» About this exercise:
Reproduce word for word the part of the article on inter-creditor agreements that starts with "The COVID-19 pandemic" and goes on through "Chapter 11 proceedings.".

Richard Kanowitz, Mordechai Sutton, Lawrence Mittman and Ralph Arpajian in National Real Estate Investor: Inter-Creditor Agreements and Senior Real Estate Lenders in Bankruptcy

The COVID-19 pandemic has caused the filing of many Chapter 11 bankruptcy proceedings in industries such as consumer retail, restaurants and movie theaters. While the commercial real estate industry has been dramatically impacted by the pandemic, thus far, not many commercial single-asset real estate borrowers have filed for bankruptcy. If and when such borrowers start filing Chapter 11 bankruptcy, lenders will have to navigate the legal landscape that has developed over the past several years. This article addresses certain of the issues likely to be raised in the Chapter 11 proceedings.

A central tenet in the structure of senior real estate lending documentation is the prevention of the borrower, in the event it files for Chapter 11 bankruptcy, from re-writing the essential provisions of the secured loan, including term, interest rate and amortization, which is often attempted under a “cram-down.” Senior lenders have created devices to minimize such risk, including mezzanine financing coupled with non-substantively consolidate-able separate borrowers (for the senior and mezzanine loans, respectively), “golden shares,” non-recourse carve-outs, and “bad boy” guarantees. In inter-creditor agreements between a senior lender and a mezzanine lender, the senior lender typically negotiates for provisions that are intended to reduce the opportunity for a cram-down.

» Data provided:
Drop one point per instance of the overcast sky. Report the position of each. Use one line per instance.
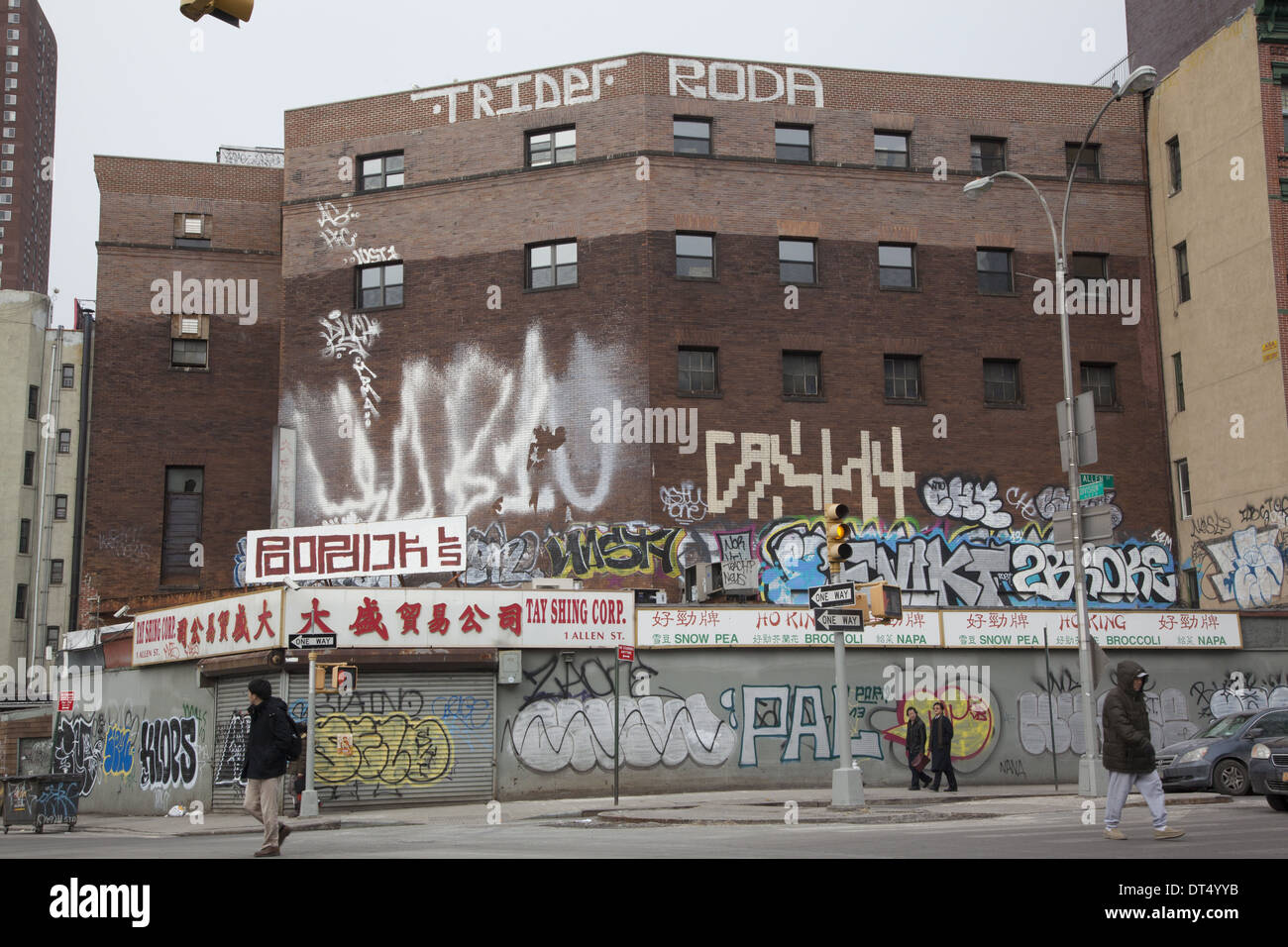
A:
(134, 80)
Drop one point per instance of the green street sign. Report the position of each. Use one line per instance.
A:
(1091, 486)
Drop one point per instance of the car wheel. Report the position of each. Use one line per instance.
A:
(1232, 779)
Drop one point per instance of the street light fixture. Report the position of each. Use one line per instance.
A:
(1138, 81)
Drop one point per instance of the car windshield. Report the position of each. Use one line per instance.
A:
(1227, 725)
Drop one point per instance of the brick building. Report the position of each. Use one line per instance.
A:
(481, 292)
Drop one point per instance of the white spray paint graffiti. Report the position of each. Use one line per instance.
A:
(552, 735)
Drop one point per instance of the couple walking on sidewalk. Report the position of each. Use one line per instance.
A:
(940, 748)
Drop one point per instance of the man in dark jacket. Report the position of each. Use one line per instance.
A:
(1129, 754)
(266, 762)
(941, 746)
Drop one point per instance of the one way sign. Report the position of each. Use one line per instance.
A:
(832, 595)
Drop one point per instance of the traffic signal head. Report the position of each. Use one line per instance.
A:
(227, 11)
(837, 549)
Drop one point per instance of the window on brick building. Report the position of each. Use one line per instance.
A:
(1089, 165)
(553, 264)
(1001, 381)
(552, 147)
(381, 171)
(797, 262)
(1100, 380)
(698, 371)
(380, 285)
(183, 502)
(903, 377)
(1183, 272)
(892, 149)
(1183, 487)
(803, 373)
(897, 264)
(696, 256)
(987, 155)
(192, 231)
(993, 270)
(794, 144)
(692, 136)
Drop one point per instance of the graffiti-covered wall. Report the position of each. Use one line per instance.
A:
(698, 720)
(146, 749)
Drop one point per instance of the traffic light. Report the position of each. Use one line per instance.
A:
(227, 11)
(837, 549)
(885, 602)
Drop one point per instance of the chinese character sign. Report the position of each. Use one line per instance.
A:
(359, 549)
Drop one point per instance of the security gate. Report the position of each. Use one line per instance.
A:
(402, 737)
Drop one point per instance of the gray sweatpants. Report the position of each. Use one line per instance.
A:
(1149, 785)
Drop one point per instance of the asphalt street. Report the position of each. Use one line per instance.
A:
(1241, 828)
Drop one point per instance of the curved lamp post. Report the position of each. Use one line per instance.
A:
(1138, 81)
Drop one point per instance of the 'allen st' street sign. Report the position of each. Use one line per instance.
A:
(832, 595)
(837, 621)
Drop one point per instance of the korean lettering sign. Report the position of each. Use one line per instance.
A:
(205, 629)
(359, 549)
(463, 618)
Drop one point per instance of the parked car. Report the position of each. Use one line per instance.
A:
(1269, 771)
(1219, 757)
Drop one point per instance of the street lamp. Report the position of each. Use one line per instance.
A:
(1138, 81)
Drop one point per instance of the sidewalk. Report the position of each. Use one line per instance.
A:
(884, 804)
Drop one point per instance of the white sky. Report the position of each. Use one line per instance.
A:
(129, 81)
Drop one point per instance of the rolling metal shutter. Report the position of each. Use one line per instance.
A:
(403, 737)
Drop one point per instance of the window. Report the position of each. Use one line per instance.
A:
(378, 285)
(1001, 381)
(1099, 379)
(802, 373)
(794, 144)
(1192, 586)
(903, 377)
(897, 266)
(1173, 163)
(188, 354)
(692, 136)
(987, 155)
(381, 171)
(1183, 486)
(552, 147)
(993, 270)
(1183, 272)
(192, 231)
(1089, 165)
(696, 256)
(553, 264)
(892, 149)
(183, 497)
(797, 261)
(698, 372)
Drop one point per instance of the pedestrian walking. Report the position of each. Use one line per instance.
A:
(1129, 754)
(915, 742)
(941, 746)
(270, 735)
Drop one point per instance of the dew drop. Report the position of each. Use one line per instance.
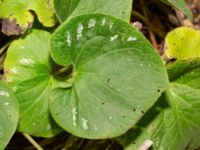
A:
(26, 61)
(48, 127)
(111, 25)
(79, 30)
(95, 127)
(91, 23)
(14, 89)
(21, 46)
(103, 22)
(157, 142)
(13, 70)
(4, 93)
(112, 38)
(130, 38)
(85, 123)
(68, 40)
(74, 116)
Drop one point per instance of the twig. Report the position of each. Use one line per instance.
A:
(153, 39)
(32, 141)
(4, 47)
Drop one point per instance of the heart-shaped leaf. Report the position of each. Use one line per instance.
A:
(117, 76)
(28, 70)
(119, 8)
(183, 43)
(9, 114)
(176, 116)
(17, 17)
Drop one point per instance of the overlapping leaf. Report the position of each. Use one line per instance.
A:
(119, 8)
(9, 114)
(28, 70)
(183, 43)
(174, 123)
(17, 17)
(117, 76)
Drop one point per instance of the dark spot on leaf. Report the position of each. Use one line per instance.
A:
(173, 59)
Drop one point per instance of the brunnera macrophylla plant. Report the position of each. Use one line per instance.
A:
(106, 92)
(110, 79)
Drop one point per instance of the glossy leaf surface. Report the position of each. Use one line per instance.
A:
(117, 76)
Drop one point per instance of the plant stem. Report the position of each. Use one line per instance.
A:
(4, 47)
(32, 141)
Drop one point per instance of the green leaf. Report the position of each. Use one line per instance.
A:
(8, 115)
(28, 71)
(183, 43)
(16, 15)
(120, 8)
(181, 5)
(117, 76)
(180, 118)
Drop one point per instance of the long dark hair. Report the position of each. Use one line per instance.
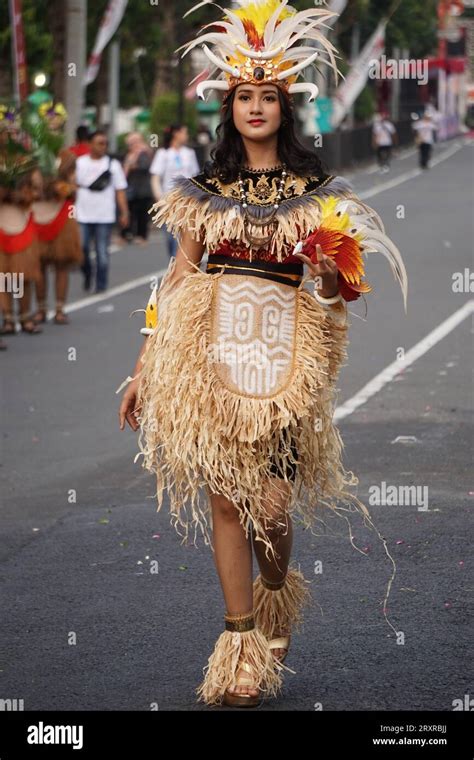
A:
(229, 154)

» Exercise result:
The COVID-19 pandemic has caused the filing of many Chapter 11 bankruptcy proceedings in industries such as consumer retail, restaurants and movie theaters. While the commercial real estate industry has been dramatically impacted by the pandemic, thus far, not many commercial single-asset real estate borrowers have filed for bankruptcy. If and when such borrowers start filing Chapter 11 bankruptcy, lenders will have to navigate the legal landscape that has developed over the past several years. This article addresses certain of the issues likely to be raised in the Chapter 11 proceedings.